● Problem to solve:
Rewrite all of the following lines with "single pin" replaced by "single marker" wherever it occurs, leaving everything else the same.
....
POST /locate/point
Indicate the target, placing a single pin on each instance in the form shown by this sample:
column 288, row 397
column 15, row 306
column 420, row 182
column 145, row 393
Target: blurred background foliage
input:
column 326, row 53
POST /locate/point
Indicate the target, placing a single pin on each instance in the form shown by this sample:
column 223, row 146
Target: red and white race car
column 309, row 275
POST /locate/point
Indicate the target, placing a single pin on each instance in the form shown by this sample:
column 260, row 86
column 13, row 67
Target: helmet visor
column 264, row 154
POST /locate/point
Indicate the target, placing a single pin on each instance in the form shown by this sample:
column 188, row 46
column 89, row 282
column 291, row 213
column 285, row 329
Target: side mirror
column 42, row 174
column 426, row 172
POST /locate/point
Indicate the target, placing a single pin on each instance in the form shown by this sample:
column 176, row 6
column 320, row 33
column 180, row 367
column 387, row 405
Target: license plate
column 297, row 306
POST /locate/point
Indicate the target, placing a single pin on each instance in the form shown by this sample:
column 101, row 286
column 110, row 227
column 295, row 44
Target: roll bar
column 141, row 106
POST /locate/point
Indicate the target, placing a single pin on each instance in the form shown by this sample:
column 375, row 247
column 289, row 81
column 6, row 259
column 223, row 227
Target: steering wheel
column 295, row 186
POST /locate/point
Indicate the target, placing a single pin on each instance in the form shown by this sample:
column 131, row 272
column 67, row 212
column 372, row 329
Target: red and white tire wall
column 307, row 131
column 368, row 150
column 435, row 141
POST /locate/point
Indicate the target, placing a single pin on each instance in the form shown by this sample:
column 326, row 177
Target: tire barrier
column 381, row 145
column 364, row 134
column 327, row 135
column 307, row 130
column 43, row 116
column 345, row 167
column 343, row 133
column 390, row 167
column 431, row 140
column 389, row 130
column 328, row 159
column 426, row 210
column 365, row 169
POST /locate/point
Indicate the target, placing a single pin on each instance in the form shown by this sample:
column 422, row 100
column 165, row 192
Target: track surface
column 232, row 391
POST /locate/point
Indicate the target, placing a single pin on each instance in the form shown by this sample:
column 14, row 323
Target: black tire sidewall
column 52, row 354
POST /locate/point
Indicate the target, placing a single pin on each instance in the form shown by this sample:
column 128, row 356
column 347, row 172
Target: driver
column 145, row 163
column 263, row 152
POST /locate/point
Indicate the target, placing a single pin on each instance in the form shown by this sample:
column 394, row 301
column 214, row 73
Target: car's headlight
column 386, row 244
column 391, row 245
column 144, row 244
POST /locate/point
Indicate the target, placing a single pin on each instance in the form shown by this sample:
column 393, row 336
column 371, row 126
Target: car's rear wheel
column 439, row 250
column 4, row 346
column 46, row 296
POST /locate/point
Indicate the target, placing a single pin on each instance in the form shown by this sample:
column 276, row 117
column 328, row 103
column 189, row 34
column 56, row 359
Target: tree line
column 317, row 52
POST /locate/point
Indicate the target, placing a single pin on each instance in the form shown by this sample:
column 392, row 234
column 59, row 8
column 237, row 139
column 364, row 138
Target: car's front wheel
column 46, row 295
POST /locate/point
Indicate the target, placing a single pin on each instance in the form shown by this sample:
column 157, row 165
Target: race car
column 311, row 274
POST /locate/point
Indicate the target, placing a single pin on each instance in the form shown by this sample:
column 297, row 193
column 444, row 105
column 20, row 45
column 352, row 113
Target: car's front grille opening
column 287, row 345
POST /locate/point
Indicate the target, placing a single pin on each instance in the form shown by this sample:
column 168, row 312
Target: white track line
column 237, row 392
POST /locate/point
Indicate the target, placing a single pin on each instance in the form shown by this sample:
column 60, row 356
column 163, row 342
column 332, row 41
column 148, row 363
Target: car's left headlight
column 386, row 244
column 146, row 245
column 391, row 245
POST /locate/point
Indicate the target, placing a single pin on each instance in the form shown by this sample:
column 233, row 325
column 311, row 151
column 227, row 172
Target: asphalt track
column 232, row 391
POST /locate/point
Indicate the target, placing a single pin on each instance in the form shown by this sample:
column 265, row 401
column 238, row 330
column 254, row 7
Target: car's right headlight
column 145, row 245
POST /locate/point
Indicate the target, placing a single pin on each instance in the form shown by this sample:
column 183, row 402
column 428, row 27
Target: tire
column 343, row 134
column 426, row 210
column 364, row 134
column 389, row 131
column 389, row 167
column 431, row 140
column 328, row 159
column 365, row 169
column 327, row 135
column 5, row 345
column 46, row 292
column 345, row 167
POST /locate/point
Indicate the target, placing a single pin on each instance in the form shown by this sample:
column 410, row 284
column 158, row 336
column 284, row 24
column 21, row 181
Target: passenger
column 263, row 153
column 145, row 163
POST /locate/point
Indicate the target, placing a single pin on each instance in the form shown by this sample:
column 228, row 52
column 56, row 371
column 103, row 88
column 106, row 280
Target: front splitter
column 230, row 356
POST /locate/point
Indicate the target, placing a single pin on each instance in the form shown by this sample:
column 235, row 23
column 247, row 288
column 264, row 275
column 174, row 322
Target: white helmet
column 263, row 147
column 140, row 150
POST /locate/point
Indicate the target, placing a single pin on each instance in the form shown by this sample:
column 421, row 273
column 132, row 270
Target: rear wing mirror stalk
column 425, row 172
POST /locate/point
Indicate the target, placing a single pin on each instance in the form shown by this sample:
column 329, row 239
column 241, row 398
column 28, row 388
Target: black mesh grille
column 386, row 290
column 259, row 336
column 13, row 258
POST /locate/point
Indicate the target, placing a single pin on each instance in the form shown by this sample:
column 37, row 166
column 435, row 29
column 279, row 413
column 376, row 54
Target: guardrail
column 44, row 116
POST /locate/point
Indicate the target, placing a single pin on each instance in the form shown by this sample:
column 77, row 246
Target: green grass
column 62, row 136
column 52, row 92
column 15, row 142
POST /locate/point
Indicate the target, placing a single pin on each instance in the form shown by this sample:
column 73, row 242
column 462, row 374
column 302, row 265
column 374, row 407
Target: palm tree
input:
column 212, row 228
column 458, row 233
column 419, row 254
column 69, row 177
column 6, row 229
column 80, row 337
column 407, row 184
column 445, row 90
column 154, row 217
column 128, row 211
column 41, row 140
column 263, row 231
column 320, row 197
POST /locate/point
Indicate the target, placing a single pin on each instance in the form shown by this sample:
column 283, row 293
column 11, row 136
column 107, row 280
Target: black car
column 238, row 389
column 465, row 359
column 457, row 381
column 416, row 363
....
● Task response:
POST /locate/point
Indicate the target, placing a single marker on each instance in the form shown by this sample:
column 288, row 397
column 15, row 306
column 420, row 182
column 145, row 393
Target: blurred background foliage
input:
column 326, row 53
POST /locate/point
Indicate the target, placing a single marker on each instance in the form shown by this sample:
column 223, row 146
Target: red and white race car
column 309, row 275
POST /locate/point
Indicate the target, placing a single marker on each instance in the form shown by this sample:
column 260, row 86
column 13, row 67
Target: helmet visor
column 264, row 154
POST /locate/point
Indicate the target, placing a single marker on each instance in the form shown by this sample:
column 188, row 46
column 89, row 282
column 291, row 213
column 285, row 329
Target: side mirror
column 42, row 174
column 426, row 172
POST /locate/point
Indicate the target, placing a single marker on each instance in the form shown by this sample:
column 176, row 6
column 320, row 33
column 180, row 367
column 387, row 405
Target: license plate
column 297, row 306
POST /locate/point
Indicate the target, placing a single marker on each instance in the form shown by this sample:
column 101, row 286
column 110, row 227
column 295, row 44
Target: roll bar
column 141, row 106
POST /locate/point
Indicate the target, placing a single marker on each instance in the form shown by this sample:
column 375, row 247
column 289, row 81
column 6, row 259
column 223, row 227
Target: steering wheel
column 295, row 186
POST /locate/point
Indicate the target, placing a single marker on each instance in the form shown by this sample:
column 131, row 272
column 67, row 212
column 372, row 329
Target: red and white tire wall
column 307, row 131
column 368, row 150
column 435, row 141
POST /locate/point
Indicate the target, placing a single marker on each instance in the form shown by this sample:
column 326, row 177
Target: tire barrier
column 381, row 145
column 364, row 134
column 327, row 135
column 307, row 130
column 43, row 116
column 345, row 167
column 343, row 133
column 390, row 167
column 431, row 140
column 389, row 130
column 328, row 159
column 426, row 210
column 365, row 169
POST /locate/point
Indicate the target, placing a single marker on each instance in the form shown by this sample:
column 422, row 100
column 165, row 192
Target: track surface
column 232, row 391
POST /locate/point
Indicate the target, placing a single marker on each instance in the form shown by this sample:
column 14, row 323
Target: black tire sidewall
column 52, row 354
POST /locate/point
Indicate the target, placing a single marker on each instance in the form shown by this sample:
column 128, row 356
column 347, row 172
Target: driver
column 145, row 163
column 263, row 152
POST /locate/point
Indicate the target, placing a single marker on each instance in the form shown by this sample:
column 394, row 301
column 214, row 73
Target: car's headlight
column 386, row 244
column 391, row 245
column 144, row 244
POST /locate/point
Indicate the target, placing a single marker on each instance in the form shown by this sample:
column 393, row 336
column 371, row 126
Target: car's rear wheel
column 439, row 250
column 4, row 346
column 46, row 296
POST /locate/point
Indicate the target, placing a single marker on each instance in the form shown by this sample:
column 276, row 117
column 328, row 103
column 189, row 34
column 56, row 359
Target: tree line
column 317, row 52
POST /locate/point
Indicate the target, placing a single marker on each instance in the form shown by this sample:
column 392, row 234
column 59, row 8
column 237, row 139
column 364, row 138
Target: car's front wheel
column 46, row 295
POST /locate/point
Indicate the target, placing a single marker on each instance in the form shown by this sample:
column 157, row 165
Target: race car
column 311, row 274
POST /locate/point
Indicate the target, placing a single marker on each instance in the form shown by this sample:
column 297, row 193
column 444, row 105
column 20, row 45
column 352, row 113
Target: car's front grille opening
column 287, row 345
POST /locate/point
Indicate the target, placing a single marker on each instance in the form shown by this sample:
column 168, row 312
Target: white track line
column 237, row 392
POST /locate/point
Indicate the target, placing a single marker on each instance in the form shown by this sample:
column 60, row 356
column 163, row 342
column 332, row 41
column 148, row 363
Target: car's left headlight
column 386, row 244
column 146, row 245
column 391, row 245
POST /locate/point
Indicate the target, placing a single marker on each instance in the form shown by this sample:
column 233, row 325
column 311, row 151
column 227, row 172
Target: asphalt track
column 232, row 391
POST /locate/point
Indicate the target, placing a single marker on each instance in the form shown by this sample:
column 265, row 401
column 238, row 330
column 254, row 7
Target: car's right headlight
column 145, row 245
POST /locate/point
Indicate the target, placing a single marker on each instance in the form shown by this sample:
column 183, row 402
column 428, row 27
Target: tire
column 343, row 134
column 426, row 210
column 364, row 134
column 389, row 131
column 389, row 167
column 431, row 140
column 328, row 159
column 365, row 169
column 327, row 135
column 5, row 345
column 46, row 292
column 345, row 167
POST /locate/point
Indicate the target, placing a single marker on each instance in the form shown by this sample:
column 410, row 284
column 158, row 336
column 284, row 24
column 21, row 181
Target: passenger
column 263, row 153
column 145, row 163
POST /locate/point
Indicate the target, placing a single marker on each instance in the form shown by this sample:
column 228, row 52
column 56, row 371
column 103, row 88
column 106, row 280
Target: front splitter
column 230, row 356
POST /locate/point
Indicate the target, placing a single marker on each instance in the form shown by this sample:
column 235, row 23
column 247, row 288
column 264, row 275
column 174, row 322
Target: white helmet
column 263, row 147
column 140, row 150
POST /locate/point
Indicate the target, placing a single marker on each instance in the form shown by this sample:
column 421, row 273
column 132, row 270
Target: rear wing mirror stalk
column 425, row 172
POST /locate/point
Indicate the target, placing a single marker on each instance in the form shown by this sample:
column 329, row 239
column 241, row 398
column 28, row 388
Target: black mesh grille
column 386, row 290
column 259, row 336
column 13, row 258
POST /locate/point
Indicate the target, placing a single marker on each instance in the form shown by this sample:
column 37, row 166
column 435, row 29
column 279, row 413
column 376, row 54
Target: guardrail
column 44, row 116
POST /locate/point
Indicate the target, placing a single marker on each instance in the form shown by this sample:
column 77, row 246
Target: green grass
column 62, row 136
column 52, row 92
column 15, row 142
POST /locate/point
Indicate the target, placing a single marker on each instance in the form shown by this sample:
column 73, row 242
column 462, row 374
column 302, row 265
column 374, row 407
Target: palm tree
input:
column 212, row 228
column 458, row 233
column 419, row 254
column 69, row 177
column 6, row 229
column 80, row 337
column 407, row 184
column 445, row 90
column 154, row 217
column 128, row 211
column 41, row 140
column 263, row 231
column 320, row 197
POST /locate/point
Indicate the target, placing a single marker on each instance in the form shown by this sample:
column 283, row 293
column 11, row 136
column 107, row 280
Target: black car
column 238, row 389
column 465, row 359
column 457, row 381
column 416, row 363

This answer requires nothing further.